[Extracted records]
>> start

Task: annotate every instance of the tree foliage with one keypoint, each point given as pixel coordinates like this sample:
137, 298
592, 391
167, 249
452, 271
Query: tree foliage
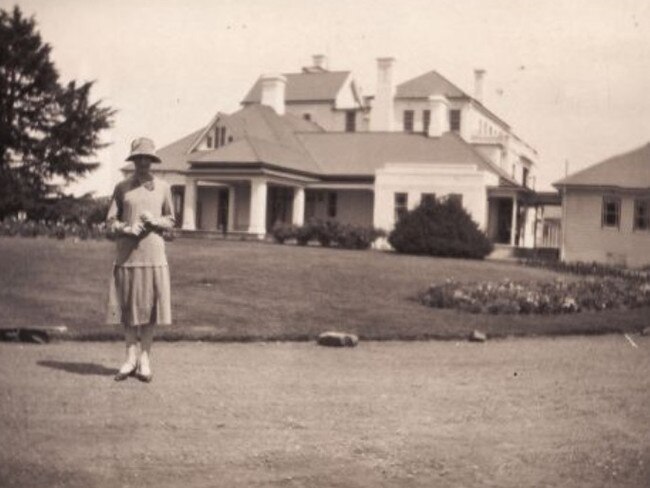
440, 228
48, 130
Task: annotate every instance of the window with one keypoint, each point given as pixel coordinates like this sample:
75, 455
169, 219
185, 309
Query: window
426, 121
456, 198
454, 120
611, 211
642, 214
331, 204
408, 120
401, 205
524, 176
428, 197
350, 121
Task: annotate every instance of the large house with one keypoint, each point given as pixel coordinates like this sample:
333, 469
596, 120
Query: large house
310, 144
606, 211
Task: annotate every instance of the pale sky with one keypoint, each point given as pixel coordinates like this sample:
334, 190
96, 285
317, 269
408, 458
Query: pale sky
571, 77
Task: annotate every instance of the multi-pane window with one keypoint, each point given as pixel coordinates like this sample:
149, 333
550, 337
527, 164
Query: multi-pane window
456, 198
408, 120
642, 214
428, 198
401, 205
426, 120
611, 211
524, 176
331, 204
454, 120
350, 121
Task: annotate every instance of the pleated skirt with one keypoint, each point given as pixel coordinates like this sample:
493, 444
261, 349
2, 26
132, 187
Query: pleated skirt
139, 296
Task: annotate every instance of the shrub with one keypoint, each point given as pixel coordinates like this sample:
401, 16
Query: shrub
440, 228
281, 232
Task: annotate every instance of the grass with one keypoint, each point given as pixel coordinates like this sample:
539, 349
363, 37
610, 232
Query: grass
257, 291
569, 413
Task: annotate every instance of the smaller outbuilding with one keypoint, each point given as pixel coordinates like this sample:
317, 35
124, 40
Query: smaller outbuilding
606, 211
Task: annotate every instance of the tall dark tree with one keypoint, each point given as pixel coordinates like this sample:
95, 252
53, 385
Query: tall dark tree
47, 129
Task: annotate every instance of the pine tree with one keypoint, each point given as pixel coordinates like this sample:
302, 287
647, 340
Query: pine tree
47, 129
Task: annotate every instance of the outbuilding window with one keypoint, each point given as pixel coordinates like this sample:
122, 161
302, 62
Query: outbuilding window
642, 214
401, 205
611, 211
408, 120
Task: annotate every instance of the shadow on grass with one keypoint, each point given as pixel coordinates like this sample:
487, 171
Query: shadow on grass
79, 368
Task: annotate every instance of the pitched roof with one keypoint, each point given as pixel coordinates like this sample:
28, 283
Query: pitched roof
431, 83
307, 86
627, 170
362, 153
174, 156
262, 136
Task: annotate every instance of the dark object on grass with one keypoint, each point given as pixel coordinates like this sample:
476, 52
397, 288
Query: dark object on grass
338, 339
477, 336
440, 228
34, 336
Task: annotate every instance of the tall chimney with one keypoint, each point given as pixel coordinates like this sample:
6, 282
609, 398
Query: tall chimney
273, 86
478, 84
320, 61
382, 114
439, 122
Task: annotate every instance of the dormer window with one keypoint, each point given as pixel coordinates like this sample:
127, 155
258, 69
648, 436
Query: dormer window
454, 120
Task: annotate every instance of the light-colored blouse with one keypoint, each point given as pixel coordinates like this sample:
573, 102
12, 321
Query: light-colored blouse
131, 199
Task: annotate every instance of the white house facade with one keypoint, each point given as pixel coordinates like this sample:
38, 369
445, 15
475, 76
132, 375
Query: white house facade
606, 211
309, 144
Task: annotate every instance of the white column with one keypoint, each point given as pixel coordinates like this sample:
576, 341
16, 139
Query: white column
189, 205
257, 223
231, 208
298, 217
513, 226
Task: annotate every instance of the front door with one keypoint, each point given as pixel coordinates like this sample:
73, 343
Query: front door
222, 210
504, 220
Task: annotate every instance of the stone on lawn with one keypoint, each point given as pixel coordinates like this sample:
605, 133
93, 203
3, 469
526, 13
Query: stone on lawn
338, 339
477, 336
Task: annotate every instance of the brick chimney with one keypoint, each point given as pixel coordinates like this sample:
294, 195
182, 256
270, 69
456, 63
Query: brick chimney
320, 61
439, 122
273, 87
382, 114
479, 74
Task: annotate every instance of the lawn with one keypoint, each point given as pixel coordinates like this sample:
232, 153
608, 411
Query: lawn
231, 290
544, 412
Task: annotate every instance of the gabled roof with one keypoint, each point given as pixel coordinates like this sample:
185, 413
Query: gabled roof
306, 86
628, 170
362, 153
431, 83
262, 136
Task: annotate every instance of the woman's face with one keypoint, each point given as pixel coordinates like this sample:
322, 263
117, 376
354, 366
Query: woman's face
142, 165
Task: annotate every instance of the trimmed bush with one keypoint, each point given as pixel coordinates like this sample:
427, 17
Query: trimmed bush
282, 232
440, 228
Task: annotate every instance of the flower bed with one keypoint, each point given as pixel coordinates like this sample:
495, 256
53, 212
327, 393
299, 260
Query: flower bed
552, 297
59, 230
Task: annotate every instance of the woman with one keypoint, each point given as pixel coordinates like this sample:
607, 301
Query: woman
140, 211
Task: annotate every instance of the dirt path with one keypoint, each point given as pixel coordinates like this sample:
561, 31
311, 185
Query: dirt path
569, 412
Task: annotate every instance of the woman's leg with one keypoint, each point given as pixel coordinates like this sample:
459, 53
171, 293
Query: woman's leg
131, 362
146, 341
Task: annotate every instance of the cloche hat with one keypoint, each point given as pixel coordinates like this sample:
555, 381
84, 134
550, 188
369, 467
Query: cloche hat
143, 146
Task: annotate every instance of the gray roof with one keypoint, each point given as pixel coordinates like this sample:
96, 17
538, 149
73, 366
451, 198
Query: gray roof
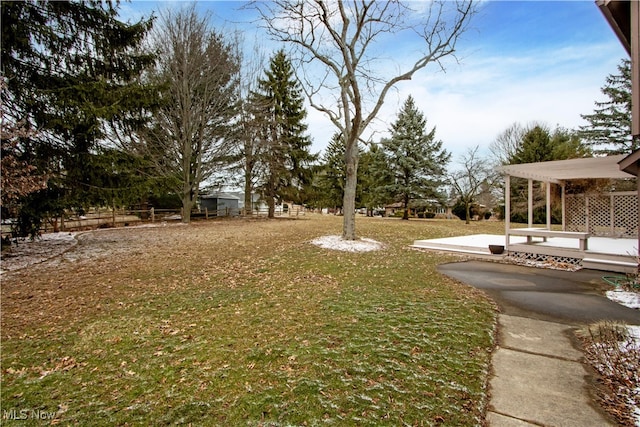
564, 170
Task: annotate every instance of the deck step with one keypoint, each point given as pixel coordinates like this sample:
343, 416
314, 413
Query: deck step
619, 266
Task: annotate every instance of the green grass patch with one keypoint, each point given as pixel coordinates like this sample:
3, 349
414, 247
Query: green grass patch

>> end

| Exercise |
Retype all of the material above verbatim, omitting the pictures from your answer.

| Result of the exercise |
Task: annotate every instance of the tree foliage with one keypoint, each point given as pixel coordinates like this sample:
137, 298
592, 391
167, 249
452, 271
Query: tree foliage
440, 228
48, 130
Task: annotate every instance of the window with one keypoint, each point given as pixel coordinates like this sample:
75, 455
169, 219
185, 309
Query: window
426, 121
456, 198
454, 120
611, 211
642, 214
331, 204
408, 120
401, 205
524, 176
428, 197
350, 121
Task: annotate every instance of the large house with one keypoint, each point given as pixel coordinates like this sample:
333, 469
596, 120
Query: large house
310, 144
606, 211
Task: annotate every instance of the pale sky with one keypoint, each point given as pixel coordinates like this sample:
334, 190
96, 285
317, 269
408, 458
Query: pale sky
571, 77
Task: annotate every instance of the multi-pane window with one keypoint, each point given as pixel coordinates like this sample:
149, 333
550, 337
527, 164
Query: multi-pane window
456, 198
408, 120
642, 214
428, 198
401, 205
426, 120
611, 211
524, 176
331, 204
454, 120
350, 121
Task: annotate every instance of the pleated skirt with one keypoint, each point given as pixel coordinates like this sample:
493, 444
261, 349
2, 26
132, 187
Query: pleated skirt
139, 296
Task: annotate every instance of the shrub with one keypoint, each point given as pixel coordinates like this sample:
401, 16
Query: shrub
440, 228
281, 232
Task: annotate every instance of the grass with one keypoint, each point given as pixel coordinates like this sample:
539, 349
363, 37
610, 232
Query: grass
257, 291
569, 413
Task: annotate every instance of the smaller outbuilding with one keypoint, each point given as pixel coordinates like this sample:
317, 35
124, 40
Query: smaller outbuilding
606, 211
Task: annotate every instance of the tall dark tree with one keypoint, each point given as pixel coordinates like this sample:
95, 252
53, 385
Query: tall dark tree
47, 129
Task: annotate every instance of the pine tree with one keypoint, each point given as pixel coordinates like this sample:
302, 287
647, 340
Query: pine tree
47, 129
Task: annotate every instance of the outbuilding window with one keypoint, each point given as pixel coordinates like this sample:
122, 161
302, 62
Query: outbuilding window
642, 214
401, 205
611, 211
408, 120
Task: annotate every instance of the shadow on grass with one keypoint, each point given as pixel coordinates like this sample:
487, 171
Query: shadow on grass
79, 368
Task: annotate every instance of the pitched roof with one keypoint, each point given as pixel coordinates like this sample:
28, 283
Query: pitched roof
431, 83
307, 86
627, 170
362, 153
174, 156
262, 136
Task: annotate every instance of the dark object on grass with one keypoint, each point given as pixel coordinates like this sample:
476, 52
397, 288
Query: dark object on grass
338, 339
477, 336
440, 228
34, 336
Task: annotate every instance of the tall chimney with one keypoint, each point given as pixel coordinates like this sample:
6, 282
609, 398
Query: tall chimney
273, 86
478, 84
320, 61
382, 114
439, 122
Task: annotate every instance of the dormer window with one keypoint, each point given as pixel coordinates like this sample:
127, 155
258, 69
648, 436
Query: dormer window
454, 120
Task: annotate every instance of the light-colored blouse with one keypoint, each point given as pixel coordinates like this sample:
573, 102
12, 321
Query: light-colored blouse
131, 199
Task: annotate every instance of the white house facade with one keypoint, each point given as pixel coordinates like this sample:
38, 369
445, 15
475, 76
132, 375
Query: white house facade
606, 211
309, 144
Task: annotate every instance of the white column with one keypoint, each point given as pixel coordinates like this sample:
576, 341
16, 139
Query: white column
189, 205
257, 223
231, 208
298, 217
513, 226
Task: annotate every instance of the front door with one keypoint, each point given as pixel coordinates like this sample:
73, 343
Query: front door
222, 210
504, 220
Task: annotate every instance of the stone on lawn with one keypoint, each point given as pixel coordinates like this sample:
605, 133
93, 203
3, 469
526, 13
Query: stone on lawn
338, 339
477, 336
Task: annotate every instance of the brick chimney with one keypoint, each point given as pixel coordinates like this sample:
294, 195
182, 256
270, 69
456, 63
Query: brick chimney
320, 61
439, 122
273, 87
382, 114
479, 74
Task: annotate every instance of the lawn with one keypoint, each point given as pixel coordinates like this sample:
232, 153
608, 411
Query: lawn
231, 290
544, 412
Task: annotate every instance of the gabled roof with one keypoint, each point given as pixel coordinates like this sample:
185, 413
Query: gabled roof
306, 86
628, 170
362, 153
431, 83
262, 136
Task: annotate every instance of the woman's face with one keypoint, each point given as pixel coordinates like this sample:
322, 263
117, 376
354, 366
Query: woman's face
142, 165
Task: annotate every instance of the trimmed bush with one keypoint, each point given as pixel coordinates like this sample:
427, 17
Query: trimmed bush
282, 232
440, 228
Task: annotate every instance of the flower bed with one keypoint, each point given as pixel coordinates like this sample:
495, 256
53, 212
327, 393
299, 260
Query: flower bed
552, 297
59, 230
Task: annotate every instance of the woman with one keypoint, each point given as pixel coordinates like this sample:
607, 301
Query: woman
140, 211
Task: annotate every instance of the dirt path with one keypoint, each point given as pixel coordinates like this sample:
561, 31
311, 185
Query: dirt path
569, 412
Task: annotate every instance of the woman's leg with one keypoint, each point given as pixel coordinates like this sample:
459, 53
171, 293
Query: woman's leg
131, 362
146, 341
Task: annotate every instance of the cloche hat with one keypoint, each point given as pixel coordinates like this sample:
555, 381
84, 134
550, 188
369, 467
Query: cloche hat
143, 146
Task: annotate every instance of the gray roof with one keypoint, each point given as pixel coordinates like this sample:
96, 17
538, 149
73, 366
451, 198
Query: gray roof
564, 170
Task: annotate every instance of the deck step with one keypoint, each point given as pixel coordinates like this sample:
343, 416
314, 413
Query: deck step
619, 266
Task: annotate every instance of the green grass patch with one keypoint, each point given as pixel coordinates like this sample:
3, 349
414, 247
Query: green grass patch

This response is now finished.